··· Selected excerpt

Environmental Causes
Posted on March 22nd, 2007
- Air Pollution
- Vitamins [including Folic Acid]
- Hazardous Waste
- Corticosteroids
- Asthma Inhalers
- Antiepileptic Drugs
- Stress (pre-birth)
- Alcohol and Smoking
- Alcohol consumption during early pregnancy may increase risk for cleft lip or palate
- Tobacco and alcohol use during pregnancy and risk of oral clefts.
- Maternal alcohol use and risk of orofacial cleft birth defects
- Significant link found between babies born with cleft lip or palate and mother’s smoking during pregnancy.
- Orofacial clefts, parental cigarette smoking, and transforming growth factor-alpha gene variants
Air Pollution
Ambient Air Pollution and Risk of Birth Defects in Southern California
[Summary]1
The authors of this study evaluated the effect of air pollution on the occurrence of birth defects ascertained by the California Birth Defects Monitoring Program in neonates and fetuses delivered in southern California in 1987Â1993. By using measurements from ambient monitoring stations of carbon monoxide (CO), nitrogen dioxide, ozone, and particulate matter <10 µm in aerodynamic diameter, they calculated average monthly exposure estimates for each pregnancy. Conventional, polytomous, and hierarchical logistic regression was used to estimate odds ratios for subgroups of cardiac and orofacial defects. Odds ratios for cardiac ventricular septal defects increased in a doseresponse fashion with increasing second-month CO exposure. Similarly, risks for aortic artery and valve defects, pulmonary artery and valve anomalies, and conotruncal defects increased with second-month ozone exposure. The study was inconclusive for other air pollutants.

······
··· Information given

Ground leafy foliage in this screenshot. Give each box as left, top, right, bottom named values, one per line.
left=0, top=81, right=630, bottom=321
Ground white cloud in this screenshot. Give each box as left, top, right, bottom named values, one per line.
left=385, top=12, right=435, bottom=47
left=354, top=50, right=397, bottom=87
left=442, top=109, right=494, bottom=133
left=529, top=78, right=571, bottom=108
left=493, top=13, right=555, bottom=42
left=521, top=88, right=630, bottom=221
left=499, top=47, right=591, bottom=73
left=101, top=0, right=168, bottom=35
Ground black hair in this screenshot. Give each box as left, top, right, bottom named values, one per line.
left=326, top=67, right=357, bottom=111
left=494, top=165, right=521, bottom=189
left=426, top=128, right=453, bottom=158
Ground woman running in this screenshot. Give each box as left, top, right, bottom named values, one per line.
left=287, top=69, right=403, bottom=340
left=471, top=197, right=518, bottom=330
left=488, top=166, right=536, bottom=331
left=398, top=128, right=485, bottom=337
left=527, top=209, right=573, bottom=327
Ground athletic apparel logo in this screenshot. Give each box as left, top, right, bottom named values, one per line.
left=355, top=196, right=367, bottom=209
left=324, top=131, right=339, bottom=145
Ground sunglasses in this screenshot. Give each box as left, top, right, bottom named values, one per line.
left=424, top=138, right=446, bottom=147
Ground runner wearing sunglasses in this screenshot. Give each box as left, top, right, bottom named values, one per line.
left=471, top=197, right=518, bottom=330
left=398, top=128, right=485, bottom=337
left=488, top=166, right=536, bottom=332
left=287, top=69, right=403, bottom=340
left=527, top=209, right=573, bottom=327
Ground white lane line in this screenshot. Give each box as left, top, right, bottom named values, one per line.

······

Exercise details — Can you extend the page on environmental causes of birth defects, picking up after its last sentence?

Answer space —
None of the four pollutants measured had a significant or dose-related effect on the risk of orofacial cleft defects. To quote from the report, “when exposure quartiles were used, first-month carbon monoxide exposure exhibited some effects on both isolated cleft types but lacked a doseresponse pattern for cleft palate, and effects were not observed consistently in single- and multiple-pollutant models. No other pollutant showed a consistent effect on isolated orofacial clefts.”
This is the first known study to link ambient air pollution during a vulnerable window of development to human malformations. The study concluded that confirmation by further studies is needed.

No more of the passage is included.